WORK INSTRUCTION:
Extract the records in full, leaving every picture out.

+-------+

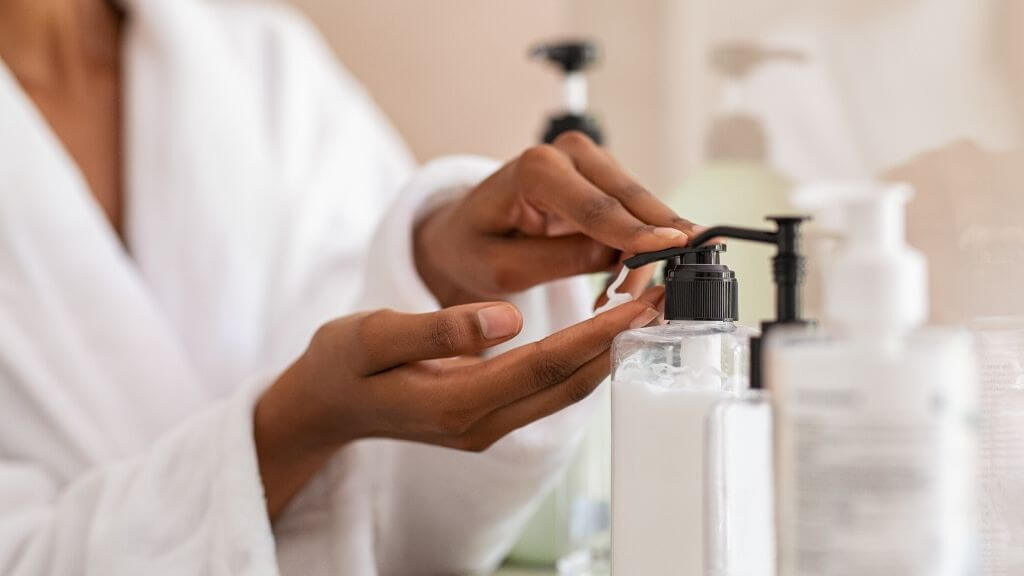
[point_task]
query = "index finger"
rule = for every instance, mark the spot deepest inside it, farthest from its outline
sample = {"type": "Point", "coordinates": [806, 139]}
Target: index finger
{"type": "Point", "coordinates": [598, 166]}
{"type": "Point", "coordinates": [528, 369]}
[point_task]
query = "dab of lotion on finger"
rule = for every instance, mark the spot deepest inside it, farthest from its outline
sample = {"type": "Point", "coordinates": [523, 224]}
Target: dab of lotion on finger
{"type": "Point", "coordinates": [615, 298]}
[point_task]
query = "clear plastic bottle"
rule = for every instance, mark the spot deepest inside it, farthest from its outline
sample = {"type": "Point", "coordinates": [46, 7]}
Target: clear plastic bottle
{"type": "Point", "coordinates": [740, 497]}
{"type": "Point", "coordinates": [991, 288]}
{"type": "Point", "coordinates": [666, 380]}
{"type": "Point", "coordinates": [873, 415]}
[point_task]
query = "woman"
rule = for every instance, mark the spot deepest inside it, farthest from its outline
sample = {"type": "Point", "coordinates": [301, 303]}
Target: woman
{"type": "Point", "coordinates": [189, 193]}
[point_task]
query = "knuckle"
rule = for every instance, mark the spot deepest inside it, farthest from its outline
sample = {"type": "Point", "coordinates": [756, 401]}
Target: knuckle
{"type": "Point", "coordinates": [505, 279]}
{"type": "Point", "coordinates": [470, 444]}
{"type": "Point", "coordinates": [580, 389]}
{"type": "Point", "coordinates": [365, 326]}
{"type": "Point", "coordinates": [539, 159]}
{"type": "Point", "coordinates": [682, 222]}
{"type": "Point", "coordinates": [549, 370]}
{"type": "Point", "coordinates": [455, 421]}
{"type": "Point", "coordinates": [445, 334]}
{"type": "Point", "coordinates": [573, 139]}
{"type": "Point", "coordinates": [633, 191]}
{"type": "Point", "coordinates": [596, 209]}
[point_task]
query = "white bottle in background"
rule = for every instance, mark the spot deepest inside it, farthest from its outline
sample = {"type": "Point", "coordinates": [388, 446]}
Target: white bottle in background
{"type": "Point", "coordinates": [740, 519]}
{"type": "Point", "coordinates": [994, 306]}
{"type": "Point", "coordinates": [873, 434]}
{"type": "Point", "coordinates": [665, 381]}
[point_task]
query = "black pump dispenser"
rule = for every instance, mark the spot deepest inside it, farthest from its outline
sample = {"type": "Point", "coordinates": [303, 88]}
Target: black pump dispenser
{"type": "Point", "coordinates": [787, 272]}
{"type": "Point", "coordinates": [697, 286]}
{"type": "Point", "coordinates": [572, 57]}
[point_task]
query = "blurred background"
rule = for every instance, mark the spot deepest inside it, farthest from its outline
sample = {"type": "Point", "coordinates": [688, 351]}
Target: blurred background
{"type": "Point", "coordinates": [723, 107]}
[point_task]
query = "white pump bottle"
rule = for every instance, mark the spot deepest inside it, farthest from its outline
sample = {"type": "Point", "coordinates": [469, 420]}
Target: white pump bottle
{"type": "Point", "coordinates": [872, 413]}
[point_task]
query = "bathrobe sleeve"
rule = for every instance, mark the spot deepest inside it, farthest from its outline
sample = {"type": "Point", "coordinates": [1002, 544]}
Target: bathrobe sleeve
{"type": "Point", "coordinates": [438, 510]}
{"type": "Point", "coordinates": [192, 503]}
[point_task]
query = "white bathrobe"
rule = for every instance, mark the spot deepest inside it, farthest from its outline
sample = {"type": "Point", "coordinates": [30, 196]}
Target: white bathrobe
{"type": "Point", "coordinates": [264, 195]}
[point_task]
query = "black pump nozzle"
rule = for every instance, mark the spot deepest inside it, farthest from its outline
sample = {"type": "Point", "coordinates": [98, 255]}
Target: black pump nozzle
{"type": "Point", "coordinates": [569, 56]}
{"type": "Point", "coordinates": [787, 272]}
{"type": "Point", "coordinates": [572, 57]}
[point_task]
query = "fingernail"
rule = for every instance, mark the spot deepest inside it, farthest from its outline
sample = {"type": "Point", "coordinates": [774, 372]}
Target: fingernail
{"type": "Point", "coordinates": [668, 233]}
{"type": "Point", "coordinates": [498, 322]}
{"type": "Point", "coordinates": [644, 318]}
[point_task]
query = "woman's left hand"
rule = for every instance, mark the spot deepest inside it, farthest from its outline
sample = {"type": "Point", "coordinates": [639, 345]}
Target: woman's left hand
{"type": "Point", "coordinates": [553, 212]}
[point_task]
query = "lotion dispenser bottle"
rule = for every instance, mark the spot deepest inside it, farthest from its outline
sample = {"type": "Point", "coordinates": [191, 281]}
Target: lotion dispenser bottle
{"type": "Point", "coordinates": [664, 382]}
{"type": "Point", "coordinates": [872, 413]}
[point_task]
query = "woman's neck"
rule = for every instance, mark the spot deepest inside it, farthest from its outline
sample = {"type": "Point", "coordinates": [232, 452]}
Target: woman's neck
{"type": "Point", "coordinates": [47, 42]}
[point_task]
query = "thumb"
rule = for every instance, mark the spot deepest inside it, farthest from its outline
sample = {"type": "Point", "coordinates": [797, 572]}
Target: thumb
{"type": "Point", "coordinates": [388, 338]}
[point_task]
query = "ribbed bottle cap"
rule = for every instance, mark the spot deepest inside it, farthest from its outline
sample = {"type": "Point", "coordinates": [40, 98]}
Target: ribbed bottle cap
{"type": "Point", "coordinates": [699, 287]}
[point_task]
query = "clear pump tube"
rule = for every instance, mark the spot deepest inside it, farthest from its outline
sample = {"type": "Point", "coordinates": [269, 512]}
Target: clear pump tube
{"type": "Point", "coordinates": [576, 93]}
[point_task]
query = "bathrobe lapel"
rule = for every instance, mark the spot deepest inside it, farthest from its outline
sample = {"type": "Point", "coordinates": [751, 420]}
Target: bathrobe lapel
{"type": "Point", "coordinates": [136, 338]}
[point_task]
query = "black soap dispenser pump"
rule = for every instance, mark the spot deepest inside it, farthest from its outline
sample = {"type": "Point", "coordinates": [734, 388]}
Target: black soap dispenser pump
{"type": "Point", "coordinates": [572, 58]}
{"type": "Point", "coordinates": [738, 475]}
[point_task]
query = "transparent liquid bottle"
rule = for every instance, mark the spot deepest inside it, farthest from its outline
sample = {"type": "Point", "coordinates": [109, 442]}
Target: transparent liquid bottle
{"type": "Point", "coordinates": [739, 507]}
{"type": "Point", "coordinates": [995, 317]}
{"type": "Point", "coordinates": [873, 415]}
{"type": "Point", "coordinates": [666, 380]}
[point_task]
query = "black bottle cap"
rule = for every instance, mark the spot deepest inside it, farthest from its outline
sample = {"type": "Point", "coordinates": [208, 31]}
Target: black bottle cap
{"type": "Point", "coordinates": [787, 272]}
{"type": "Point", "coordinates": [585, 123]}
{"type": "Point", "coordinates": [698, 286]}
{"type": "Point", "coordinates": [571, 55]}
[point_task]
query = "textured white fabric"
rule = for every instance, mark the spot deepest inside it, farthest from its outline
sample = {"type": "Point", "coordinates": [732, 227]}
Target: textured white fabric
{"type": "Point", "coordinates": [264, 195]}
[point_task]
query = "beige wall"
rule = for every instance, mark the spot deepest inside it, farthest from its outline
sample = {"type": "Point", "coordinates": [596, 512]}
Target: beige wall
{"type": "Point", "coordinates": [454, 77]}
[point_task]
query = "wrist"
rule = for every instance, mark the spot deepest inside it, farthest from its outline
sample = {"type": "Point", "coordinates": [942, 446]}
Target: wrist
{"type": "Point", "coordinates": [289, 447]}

+-------+

EXERCISE RESULT:
[point_task]
query = "index finger"
rule = for every instance, mark the spot deepest inside it, farthest from its outline
sample = {"type": "Point", "coordinates": [806, 139]}
Target: index finger
{"type": "Point", "coordinates": [598, 166]}
{"type": "Point", "coordinates": [528, 369]}
[point_task]
query = "dab of lotion on finger"
rule = for every instance, mark the spot deepest inside it, farthest from its outline
sample = {"type": "Point", "coordinates": [523, 224]}
Target: dab of lotion on finger
{"type": "Point", "coordinates": [615, 298]}
[point_task]
query = "clear plastic bottle"
rule = for every instance, mark the spot deepest inside it, farthest from its outline
sample = {"type": "Point", "coordinates": [46, 7]}
Target: clear plastic bottle
{"type": "Point", "coordinates": [740, 497]}
{"type": "Point", "coordinates": [991, 288]}
{"type": "Point", "coordinates": [666, 380]}
{"type": "Point", "coordinates": [873, 415]}
[point_task]
query = "woman"
rule = for every instance, mark the spot deepest inside it, farthest from its outline
sample = {"type": "Point", "coordinates": [301, 303]}
Target: woman
{"type": "Point", "coordinates": [189, 193]}
[point_task]
query = "knuckle"
rule = for every instance, mark the spot deepest inside it, farthest from its outline
sample = {"type": "Point", "coordinates": [756, 401]}
Target: knuckle
{"type": "Point", "coordinates": [505, 279]}
{"type": "Point", "coordinates": [470, 444]}
{"type": "Point", "coordinates": [580, 389]}
{"type": "Point", "coordinates": [365, 326]}
{"type": "Point", "coordinates": [539, 159]}
{"type": "Point", "coordinates": [682, 222]}
{"type": "Point", "coordinates": [549, 370]}
{"type": "Point", "coordinates": [455, 421]}
{"type": "Point", "coordinates": [445, 334]}
{"type": "Point", "coordinates": [573, 139]}
{"type": "Point", "coordinates": [633, 191]}
{"type": "Point", "coordinates": [596, 209]}
[point_task]
query = "white bottle in background"
rule = for every instance, mark the spot deepest inside it, farthest from its outline
sample = {"type": "Point", "coordinates": [388, 446]}
Target: white bottle in background
{"type": "Point", "coordinates": [740, 519]}
{"type": "Point", "coordinates": [994, 306]}
{"type": "Point", "coordinates": [873, 434]}
{"type": "Point", "coordinates": [665, 381]}
[point_task]
query = "black pump dispenser"
rule = for every instance, mark the spot deepest inside it, farthest from its outline
sample = {"type": "Point", "coordinates": [303, 88]}
Target: black pump dispenser
{"type": "Point", "coordinates": [787, 272]}
{"type": "Point", "coordinates": [697, 286]}
{"type": "Point", "coordinates": [572, 57]}
[point_task]
query = "blurred background"
rule = for every instance, mark the spot deepest inside it, farthest from its outline
sample = {"type": "Point", "coordinates": [688, 351]}
Target: blurred background
{"type": "Point", "coordinates": [723, 107]}
[point_task]
query = "white pump bottle"
rule = for every instance, mark the spot deepest inside it, farthest from its outline
sample = {"type": "Point", "coordinates": [469, 420]}
Target: white pump bottle
{"type": "Point", "coordinates": [872, 413]}
[point_task]
query = "bathrobe sleeve"
rule = for every instance, mark the spot deepest inside it, farthest from its outline
sample = {"type": "Point", "coordinates": [1002, 544]}
Target: bathrobe sleeve
{"type": "Point", "coordinates": [438, 510]}
{"type": "Point", "coordinates": [192, 503]}
[point_task]
query = "white bathrobe"
rule = for every instance, mark the spot deepest inside it, farthest from its outline
sample = {"type": "Point", "coordinates": [30, 196]}
Target: white bathrobe
{"type": "Point", "coordinates": [264, 195]}
[point_task]
query = "black pump nozzle"
rule = for every instance, mark the spot deepest inside it, farthest from its outline
sample = {"type": "Point", "coordinates": [98, 255]}
Target: black pump nozzle
{"type": "Point", "coordinates": [569, 56]}
{"type": "Point", "coordinates": [787, 272]}
{"type": "Point", "coordinates": [572, 57]}
[point_task]
query = "fingernail"
rule = for every instance, mark the spot deepest inside it, farthest from its outline
sample = {"type": "Point", "coordinates": [774, 372]}
Target: fingernail
{"type": "Point", "coordinates": [668, 233]}
{"type": "Point", "coordinates": [498, 322]}
{"type": "Point", "coordinates": [644, 318]}
[point_task]
query = "woman's left hand"
rule = for every instance, mark the spot deepest inside it, farthest from its outline
sample = {"type": "Point", "coordinates": [639, 345]}
Target: woman's left hand
{"type": "Point", "coordinates": [553, 212]}
[point_task]
query = "lotion dispenser bottle"
rule = for every instance, mark the spot deepest inside it, farthest from its outline
sample = {"type": "Point", "coordinates": [191, 281]}
Target: lotion dispenser bottle
{"type": "Point", "coordinates": [664, 382]}
{"type": "Point", "coordinates": [872, 413]}
[point_task]
query = "woman's neck"
rule = for every instance, mark the spot deepest inside it, farthest from its outline
sample = {"type": "Point", "coordinates": [232, 452]}
Target: woman's neck
{"type": "Point", "coordinates": [47, 42]}
[point_task]
query = "thumb"
rule = for every instance, mark the spot deepest inside it, farthest from its outline
sample = {"type": "Point", "coordinates": [797, 572]}
Target: thumb
{"type": "Point", "coordinates": [388, 338]}
[point_task]
query = "ribbed bottle cap"
rule = for every instance, mark the spot deepest inside it, farthest from its outline
sample = {"type": "Point", "coordinates": [40, 98]}
Target: ribbed bottle cap
{"type": "Point", "coordinates": [699, 287]}
[point_task]
query = "clear pump tube"
rule = for every instance, mark the spot deepest inside it, farthest from its outline
sample = {"type": "Point", "coordinates": [269, 512]}
Target: clear pump tube
{"type": "Point", "coordinates": [576, 93]}
[point_task]
query = "bathrobe lapel"
rule = for every instance, mark the spot deepest inside it, farthest from its outline
sample = {"type": "Point", "coordinates": [751, 420]}
Target: bathrobe lapel
{"type": "Point", "coordinates": [136, 338]}
[point_task]
query = "black soap dispenser pump"
rule = for every instance, mark the spot deepest inside it, farthest from its outline
sample = {"type": "Point", "coordinates": [734, 388]}
Target: black soap dispenser pump
{"type": "Point", "coordinates": [572, 58]}
{"type": "Point", "coordinates": [738, 475]}
[point_task]
query = "transparent liquid bottle"
rule = for every instance, mark the spot deepest inside it, farthest from its outline
sample = {"type": "Point", "coordinates": [109, 442]}
Target: transparent liquid bottle
{"type": "Point", "coordinates": [739, 507]}
{"type": "Point", "coordinates": [995, 317]}
{"type": "Point", "coordinates": [873, 415]}
{"type": "Point", "coordinates": [666, 380]}
[point_task]
query = "black bottle cap"
rule = for every instance, mark the spot deepest inside it, farthest from its outline
sample = {"type": "Point", "coordinates": [208, 31]}
Target: black bottle cap
{"type": "Point", "coordinates": [787, 272]}
{"type": "Point", "coordinates": [585, 123]}
{"type": "Point", "coordinates": [698, 286]}
{"type": "Point", "coordinates": [571, 55]}
[point_task]
query = "textured white fabric"
rule = for every instance, mark the spot deepest inside it, farthest from its outline
sample = {"type": "Point", "coordinates": [732, 227]}
Target: textured white fabric
{"type": "Point", "coordinates": [264, 195]}
[point_task]
query = "beige wall"
rule = for every instance, mark the spot deepest inside it, farthest from its outline
sample = {"type": "Point", "coordinates": [596, 512]}
Target: beige wall
{"type": "Point", "coordinates": [454, 77]}
[point_task]
query = "wrist"
rule = for every instance, mark the spot deepest inside it, farthest from its outline
sample = {"type": "Point", "coordinates": [942, 446]}
Target: wrist
{"type": "Point", "coordinates": [289, 447]}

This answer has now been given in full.